** BEGIN AVAILABLE DATA **
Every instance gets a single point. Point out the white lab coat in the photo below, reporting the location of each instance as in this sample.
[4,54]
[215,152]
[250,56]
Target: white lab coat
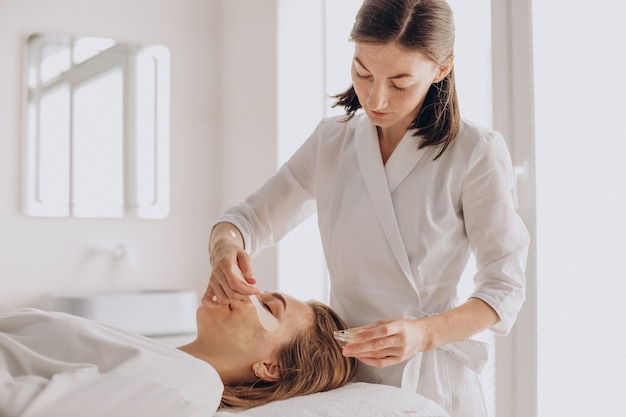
[397,237]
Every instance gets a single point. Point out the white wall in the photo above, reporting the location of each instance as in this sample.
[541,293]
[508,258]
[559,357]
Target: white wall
[38,254]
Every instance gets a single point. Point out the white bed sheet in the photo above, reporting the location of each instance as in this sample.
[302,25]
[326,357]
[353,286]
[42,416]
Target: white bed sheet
[357,399]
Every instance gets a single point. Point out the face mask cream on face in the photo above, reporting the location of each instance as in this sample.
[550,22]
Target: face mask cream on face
[268,321]
[343,337]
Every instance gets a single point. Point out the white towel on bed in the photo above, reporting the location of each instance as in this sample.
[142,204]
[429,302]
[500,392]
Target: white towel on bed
[353,400]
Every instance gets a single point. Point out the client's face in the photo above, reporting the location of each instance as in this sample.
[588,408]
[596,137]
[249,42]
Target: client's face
[235,329]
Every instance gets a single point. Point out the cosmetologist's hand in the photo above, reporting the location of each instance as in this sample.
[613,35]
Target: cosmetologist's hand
** END AVAILABLE DATA **
Reproduce every entry above in full, requests included, adding 137 to each coordinate in the answer points but leaving the sample coordinates as they are. Omit the pictures.

Every instance gets a single point. Point out the white lab coat in the photo below, reporting the location of each instance as in this sample.
[4,54]
[215,152]
[250,56]
Target: white lab coat
[534,374]
Every instance gets a single point. Point out the white wall in the photo above, reporting the location of each instance as in this sample.
[541,293]
[508,258]
[559,357]
Target: white wall
[175,391]
Every instance gets a single point. Point out the white bed sheet in the photo above, reporting the location of each instance as in this sample.
[302,25]
[326,357]
[353,286]
[42,416]
Target: white bed sheet
[494,536]
Every instance gets a single point. Point out the face mask cream on face in the photo above, reporting the location of each instance as in this sample.
[550,22]
Target: face mask cream on face
[405,458]
[480,474]
Every instance gets a single point. Point out the white towel on bed in the photo above, reporting the location of each instance as in this sample.
[142,204]
[429,302]
[500,392]
Target: white towel on bed
[490,537]
Every instance gets a single point. Point out the client's face in the photo above, reporting the location of each instance as in this sample.
[588,408]
[596,137]
[249,42]
Target: client's face
[372,466]
Every instance gets a single point. Point out the cosmetologist's hand in the photo above, reporting the location of each instance as in this sample.
[613,35]
Target: cosmetologist's hand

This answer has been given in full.